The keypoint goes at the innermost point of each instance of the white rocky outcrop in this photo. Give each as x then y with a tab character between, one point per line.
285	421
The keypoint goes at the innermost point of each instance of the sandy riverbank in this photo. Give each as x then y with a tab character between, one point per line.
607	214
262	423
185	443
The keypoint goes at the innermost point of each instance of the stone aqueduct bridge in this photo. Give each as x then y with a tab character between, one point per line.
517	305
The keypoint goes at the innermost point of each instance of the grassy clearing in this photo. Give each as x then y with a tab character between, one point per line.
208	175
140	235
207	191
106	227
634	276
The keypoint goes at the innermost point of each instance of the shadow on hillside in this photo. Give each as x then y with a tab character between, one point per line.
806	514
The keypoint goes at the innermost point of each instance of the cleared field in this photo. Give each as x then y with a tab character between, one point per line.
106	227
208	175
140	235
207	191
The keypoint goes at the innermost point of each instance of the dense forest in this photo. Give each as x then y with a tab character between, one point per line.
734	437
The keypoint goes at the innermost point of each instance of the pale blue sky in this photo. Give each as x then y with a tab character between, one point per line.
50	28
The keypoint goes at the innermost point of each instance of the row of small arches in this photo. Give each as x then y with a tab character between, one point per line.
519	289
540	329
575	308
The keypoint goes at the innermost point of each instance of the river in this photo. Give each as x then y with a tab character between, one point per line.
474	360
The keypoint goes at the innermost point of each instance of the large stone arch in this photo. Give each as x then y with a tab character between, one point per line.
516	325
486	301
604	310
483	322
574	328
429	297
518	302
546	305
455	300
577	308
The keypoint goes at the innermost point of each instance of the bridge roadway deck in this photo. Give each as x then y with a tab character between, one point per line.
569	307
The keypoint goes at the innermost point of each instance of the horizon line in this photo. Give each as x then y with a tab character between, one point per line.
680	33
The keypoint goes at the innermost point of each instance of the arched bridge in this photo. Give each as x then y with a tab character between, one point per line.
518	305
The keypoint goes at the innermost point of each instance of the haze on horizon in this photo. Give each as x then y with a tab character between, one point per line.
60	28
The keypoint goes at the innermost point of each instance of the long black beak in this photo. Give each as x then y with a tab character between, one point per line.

++++++++

- **TO DO**
From the line containing "of the horizon" to the final line of the entries, print every line exactly and nothing else.

- **TASK RESULT**
The keypoint goes at the innermost point of each instance of the horizon line in this photo. Give each as x then y with a tab character between, one point per line.
680	33
The keypoint goes at the innermost point of each instance of the arched bridge in this photo. Give each as x then y with a tab character between, one point per line.
518	305
The keypoint goes at the innermost point of each instance of the haze on horizon in this photo. Give each as x then y with a tab character between, one point per line.
60	28
The keypoint goes at the innermost point of each instance of the long black beak in this photo. Give each as x then y with a tab character between, one point per line.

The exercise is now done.